EXTRACTED ENTRIES below:

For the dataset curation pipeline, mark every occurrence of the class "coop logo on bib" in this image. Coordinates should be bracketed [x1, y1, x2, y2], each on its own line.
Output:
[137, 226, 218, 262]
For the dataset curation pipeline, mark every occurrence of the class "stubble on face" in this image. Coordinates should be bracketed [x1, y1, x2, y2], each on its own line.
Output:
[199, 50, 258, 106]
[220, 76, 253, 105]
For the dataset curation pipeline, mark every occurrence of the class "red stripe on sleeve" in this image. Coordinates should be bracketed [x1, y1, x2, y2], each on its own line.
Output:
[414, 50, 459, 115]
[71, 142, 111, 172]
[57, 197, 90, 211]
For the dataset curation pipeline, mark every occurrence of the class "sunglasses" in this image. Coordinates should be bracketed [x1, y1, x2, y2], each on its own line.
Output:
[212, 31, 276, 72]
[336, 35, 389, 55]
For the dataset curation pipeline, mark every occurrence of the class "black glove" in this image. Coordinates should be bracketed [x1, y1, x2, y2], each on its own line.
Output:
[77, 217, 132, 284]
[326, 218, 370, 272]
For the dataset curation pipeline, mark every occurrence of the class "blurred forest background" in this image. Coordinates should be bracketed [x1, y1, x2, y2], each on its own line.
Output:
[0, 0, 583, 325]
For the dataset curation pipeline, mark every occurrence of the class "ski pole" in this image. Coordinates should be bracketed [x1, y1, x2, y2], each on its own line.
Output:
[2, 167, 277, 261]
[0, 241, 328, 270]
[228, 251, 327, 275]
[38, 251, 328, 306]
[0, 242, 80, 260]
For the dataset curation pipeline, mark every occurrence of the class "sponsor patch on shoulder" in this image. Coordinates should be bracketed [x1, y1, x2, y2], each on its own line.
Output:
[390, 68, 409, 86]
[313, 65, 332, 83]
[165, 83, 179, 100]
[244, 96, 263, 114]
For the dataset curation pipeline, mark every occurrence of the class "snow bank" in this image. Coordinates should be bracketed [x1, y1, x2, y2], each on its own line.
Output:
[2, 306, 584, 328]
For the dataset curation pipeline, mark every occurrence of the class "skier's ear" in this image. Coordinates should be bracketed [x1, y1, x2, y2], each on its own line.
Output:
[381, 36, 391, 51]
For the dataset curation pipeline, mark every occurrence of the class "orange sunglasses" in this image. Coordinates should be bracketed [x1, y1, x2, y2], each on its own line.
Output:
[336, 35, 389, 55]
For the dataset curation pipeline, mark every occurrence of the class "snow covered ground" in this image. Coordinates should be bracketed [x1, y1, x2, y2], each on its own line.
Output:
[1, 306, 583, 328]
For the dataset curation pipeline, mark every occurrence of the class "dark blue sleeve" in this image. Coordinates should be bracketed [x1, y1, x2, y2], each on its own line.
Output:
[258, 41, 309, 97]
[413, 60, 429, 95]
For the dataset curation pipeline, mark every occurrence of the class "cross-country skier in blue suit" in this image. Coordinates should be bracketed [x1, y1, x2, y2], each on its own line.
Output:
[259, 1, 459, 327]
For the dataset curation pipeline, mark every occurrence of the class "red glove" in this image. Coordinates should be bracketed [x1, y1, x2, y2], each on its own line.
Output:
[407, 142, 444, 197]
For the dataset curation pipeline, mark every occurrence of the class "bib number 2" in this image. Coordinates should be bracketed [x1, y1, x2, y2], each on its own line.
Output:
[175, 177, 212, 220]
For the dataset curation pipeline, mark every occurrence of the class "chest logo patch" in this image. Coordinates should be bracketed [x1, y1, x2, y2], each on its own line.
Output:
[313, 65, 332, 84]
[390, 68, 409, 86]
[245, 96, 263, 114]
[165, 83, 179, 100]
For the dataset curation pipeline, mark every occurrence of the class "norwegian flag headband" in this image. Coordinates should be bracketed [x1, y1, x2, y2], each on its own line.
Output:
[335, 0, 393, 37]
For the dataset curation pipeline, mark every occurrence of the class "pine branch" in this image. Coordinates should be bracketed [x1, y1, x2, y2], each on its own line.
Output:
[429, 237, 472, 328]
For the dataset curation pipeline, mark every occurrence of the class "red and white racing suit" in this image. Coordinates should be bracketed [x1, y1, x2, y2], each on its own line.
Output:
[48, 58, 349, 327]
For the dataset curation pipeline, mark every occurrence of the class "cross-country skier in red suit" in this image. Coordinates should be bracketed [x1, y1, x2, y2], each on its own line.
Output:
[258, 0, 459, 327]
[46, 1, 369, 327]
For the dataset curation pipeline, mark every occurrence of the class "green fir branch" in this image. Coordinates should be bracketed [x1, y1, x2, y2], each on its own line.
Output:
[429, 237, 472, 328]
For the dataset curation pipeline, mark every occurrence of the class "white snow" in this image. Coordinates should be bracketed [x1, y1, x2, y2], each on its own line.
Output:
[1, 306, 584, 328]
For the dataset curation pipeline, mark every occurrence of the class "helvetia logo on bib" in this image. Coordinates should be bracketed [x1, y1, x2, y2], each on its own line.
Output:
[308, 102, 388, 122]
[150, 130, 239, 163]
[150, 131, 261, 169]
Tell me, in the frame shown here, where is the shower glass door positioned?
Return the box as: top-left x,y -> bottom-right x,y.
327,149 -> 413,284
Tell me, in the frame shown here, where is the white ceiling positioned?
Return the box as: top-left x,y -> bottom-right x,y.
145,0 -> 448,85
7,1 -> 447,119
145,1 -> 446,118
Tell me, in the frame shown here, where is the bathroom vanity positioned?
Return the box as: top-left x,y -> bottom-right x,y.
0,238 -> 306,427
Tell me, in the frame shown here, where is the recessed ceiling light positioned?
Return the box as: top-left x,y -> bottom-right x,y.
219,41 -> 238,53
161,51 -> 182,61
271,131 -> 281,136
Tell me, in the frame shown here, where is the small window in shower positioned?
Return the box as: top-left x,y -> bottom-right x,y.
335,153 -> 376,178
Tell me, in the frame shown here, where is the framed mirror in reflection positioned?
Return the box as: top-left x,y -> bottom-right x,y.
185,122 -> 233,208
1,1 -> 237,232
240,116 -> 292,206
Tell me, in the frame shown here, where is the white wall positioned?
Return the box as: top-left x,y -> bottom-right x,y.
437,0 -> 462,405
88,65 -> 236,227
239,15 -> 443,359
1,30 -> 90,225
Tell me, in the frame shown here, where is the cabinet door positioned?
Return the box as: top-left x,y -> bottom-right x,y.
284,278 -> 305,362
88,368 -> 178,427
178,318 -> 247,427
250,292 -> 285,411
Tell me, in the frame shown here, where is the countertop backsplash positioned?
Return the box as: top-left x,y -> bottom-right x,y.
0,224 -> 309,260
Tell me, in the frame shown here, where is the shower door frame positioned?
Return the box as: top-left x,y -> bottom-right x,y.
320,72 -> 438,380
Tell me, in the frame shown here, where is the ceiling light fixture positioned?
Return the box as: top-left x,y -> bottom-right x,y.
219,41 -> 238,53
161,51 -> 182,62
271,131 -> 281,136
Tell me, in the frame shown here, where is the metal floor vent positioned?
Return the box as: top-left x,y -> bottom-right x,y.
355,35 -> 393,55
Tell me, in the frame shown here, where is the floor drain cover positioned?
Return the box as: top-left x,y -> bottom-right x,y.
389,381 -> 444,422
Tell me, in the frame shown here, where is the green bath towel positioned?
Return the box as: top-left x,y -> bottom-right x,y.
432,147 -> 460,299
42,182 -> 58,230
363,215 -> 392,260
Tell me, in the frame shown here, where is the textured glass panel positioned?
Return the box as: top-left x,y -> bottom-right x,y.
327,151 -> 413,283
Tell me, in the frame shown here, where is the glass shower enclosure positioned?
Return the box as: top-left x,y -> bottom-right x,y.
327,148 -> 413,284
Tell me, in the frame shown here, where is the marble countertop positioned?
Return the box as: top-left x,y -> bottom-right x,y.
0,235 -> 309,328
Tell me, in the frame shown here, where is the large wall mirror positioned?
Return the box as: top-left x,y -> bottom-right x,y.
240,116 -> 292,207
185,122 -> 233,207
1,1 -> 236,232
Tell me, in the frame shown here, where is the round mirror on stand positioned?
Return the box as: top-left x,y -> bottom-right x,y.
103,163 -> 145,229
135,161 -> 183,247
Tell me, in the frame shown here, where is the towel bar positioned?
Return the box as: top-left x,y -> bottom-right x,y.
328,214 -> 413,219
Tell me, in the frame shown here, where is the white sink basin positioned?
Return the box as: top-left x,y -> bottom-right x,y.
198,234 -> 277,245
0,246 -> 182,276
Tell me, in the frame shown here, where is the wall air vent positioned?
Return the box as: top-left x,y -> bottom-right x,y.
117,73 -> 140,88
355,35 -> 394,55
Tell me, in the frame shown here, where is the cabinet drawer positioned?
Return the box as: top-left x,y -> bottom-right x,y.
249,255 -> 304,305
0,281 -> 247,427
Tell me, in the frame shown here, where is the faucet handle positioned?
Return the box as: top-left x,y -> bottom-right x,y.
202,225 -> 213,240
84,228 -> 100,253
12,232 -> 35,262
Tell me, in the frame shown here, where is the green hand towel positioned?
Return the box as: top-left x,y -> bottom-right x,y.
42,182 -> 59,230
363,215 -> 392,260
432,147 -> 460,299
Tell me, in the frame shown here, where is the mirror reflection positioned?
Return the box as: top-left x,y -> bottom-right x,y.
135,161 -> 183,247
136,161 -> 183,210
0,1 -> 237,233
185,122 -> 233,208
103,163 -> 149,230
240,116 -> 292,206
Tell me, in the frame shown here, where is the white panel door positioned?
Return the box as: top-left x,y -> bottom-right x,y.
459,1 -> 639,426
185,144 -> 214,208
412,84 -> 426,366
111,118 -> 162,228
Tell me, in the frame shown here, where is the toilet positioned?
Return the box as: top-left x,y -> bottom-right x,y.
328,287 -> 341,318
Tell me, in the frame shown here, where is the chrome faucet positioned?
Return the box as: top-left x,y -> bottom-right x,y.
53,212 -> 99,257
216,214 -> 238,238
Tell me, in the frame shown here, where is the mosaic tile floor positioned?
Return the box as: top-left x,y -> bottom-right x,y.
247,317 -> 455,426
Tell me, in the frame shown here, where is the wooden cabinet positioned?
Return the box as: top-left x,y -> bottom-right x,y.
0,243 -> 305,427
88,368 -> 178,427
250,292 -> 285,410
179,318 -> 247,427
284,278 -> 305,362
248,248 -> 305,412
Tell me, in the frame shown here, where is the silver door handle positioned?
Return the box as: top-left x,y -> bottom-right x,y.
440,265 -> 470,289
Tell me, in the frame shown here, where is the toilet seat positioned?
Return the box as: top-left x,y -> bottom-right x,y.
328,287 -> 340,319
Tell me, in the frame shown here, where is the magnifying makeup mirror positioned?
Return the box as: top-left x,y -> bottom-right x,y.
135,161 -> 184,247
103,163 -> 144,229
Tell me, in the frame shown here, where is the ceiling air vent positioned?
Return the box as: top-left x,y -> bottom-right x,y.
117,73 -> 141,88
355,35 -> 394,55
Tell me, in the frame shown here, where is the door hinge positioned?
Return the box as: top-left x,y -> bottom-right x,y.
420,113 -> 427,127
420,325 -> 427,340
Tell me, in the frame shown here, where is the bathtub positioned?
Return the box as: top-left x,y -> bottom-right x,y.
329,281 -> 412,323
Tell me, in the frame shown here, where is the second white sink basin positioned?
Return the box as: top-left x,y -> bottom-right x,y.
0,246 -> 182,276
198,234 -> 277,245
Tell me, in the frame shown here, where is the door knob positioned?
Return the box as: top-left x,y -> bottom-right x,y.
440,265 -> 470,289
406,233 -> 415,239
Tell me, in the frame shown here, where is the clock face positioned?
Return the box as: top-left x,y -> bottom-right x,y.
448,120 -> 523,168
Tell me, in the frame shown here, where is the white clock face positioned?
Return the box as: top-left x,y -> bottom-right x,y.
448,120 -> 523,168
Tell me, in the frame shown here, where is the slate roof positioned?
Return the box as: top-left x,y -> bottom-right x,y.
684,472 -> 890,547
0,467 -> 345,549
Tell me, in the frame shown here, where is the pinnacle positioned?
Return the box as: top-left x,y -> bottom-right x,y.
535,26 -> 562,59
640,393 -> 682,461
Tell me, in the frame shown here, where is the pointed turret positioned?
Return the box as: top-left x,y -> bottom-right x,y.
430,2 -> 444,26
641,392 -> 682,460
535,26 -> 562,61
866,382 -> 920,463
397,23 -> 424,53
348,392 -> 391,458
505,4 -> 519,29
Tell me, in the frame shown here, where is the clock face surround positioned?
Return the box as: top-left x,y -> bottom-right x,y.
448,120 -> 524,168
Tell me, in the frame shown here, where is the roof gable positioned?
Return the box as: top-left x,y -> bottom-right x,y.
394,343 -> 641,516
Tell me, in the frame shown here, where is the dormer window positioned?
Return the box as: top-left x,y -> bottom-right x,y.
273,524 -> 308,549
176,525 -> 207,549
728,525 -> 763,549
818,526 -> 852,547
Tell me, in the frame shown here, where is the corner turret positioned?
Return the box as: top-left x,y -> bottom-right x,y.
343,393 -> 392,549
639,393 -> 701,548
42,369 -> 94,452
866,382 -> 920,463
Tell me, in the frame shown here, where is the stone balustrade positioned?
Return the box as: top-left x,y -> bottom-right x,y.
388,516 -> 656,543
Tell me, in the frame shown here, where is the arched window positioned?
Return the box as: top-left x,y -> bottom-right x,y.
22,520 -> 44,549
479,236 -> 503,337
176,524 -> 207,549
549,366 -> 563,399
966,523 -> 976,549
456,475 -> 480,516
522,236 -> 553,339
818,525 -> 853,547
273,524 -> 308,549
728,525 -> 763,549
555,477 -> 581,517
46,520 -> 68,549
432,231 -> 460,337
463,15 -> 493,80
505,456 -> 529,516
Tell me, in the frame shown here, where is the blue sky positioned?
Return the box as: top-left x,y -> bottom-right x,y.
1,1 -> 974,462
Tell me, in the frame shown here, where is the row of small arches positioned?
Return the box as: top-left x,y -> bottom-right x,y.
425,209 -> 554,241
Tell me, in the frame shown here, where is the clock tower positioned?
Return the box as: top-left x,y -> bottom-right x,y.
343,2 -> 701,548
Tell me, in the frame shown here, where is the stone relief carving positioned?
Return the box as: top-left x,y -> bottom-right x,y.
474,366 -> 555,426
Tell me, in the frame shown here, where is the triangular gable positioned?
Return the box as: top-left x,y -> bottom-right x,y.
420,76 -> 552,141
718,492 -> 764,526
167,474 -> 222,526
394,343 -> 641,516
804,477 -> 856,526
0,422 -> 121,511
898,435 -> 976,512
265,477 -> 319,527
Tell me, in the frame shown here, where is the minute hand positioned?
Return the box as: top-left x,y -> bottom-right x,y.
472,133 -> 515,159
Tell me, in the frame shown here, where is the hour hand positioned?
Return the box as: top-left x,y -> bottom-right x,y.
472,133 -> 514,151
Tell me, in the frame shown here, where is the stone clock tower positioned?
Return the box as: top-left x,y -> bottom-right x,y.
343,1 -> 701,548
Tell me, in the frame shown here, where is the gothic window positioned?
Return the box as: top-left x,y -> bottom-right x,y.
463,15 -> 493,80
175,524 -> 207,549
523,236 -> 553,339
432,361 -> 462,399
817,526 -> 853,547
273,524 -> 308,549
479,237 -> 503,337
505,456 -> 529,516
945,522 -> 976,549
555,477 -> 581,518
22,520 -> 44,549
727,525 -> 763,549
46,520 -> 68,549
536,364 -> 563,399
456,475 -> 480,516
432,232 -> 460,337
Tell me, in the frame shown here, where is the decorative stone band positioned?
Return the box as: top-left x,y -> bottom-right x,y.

End of EXTRACTED ENTRIES.

- **PROMPT**: Whenever the string "turret" shows up in a line of the entries, copy that line.

- **RESULT FOR THIS EXERCISE**:
Tell me, in the frame shown here, where is the pointed turret positioned?
Tell me, in the frame shown here, where is the corner turret positioned?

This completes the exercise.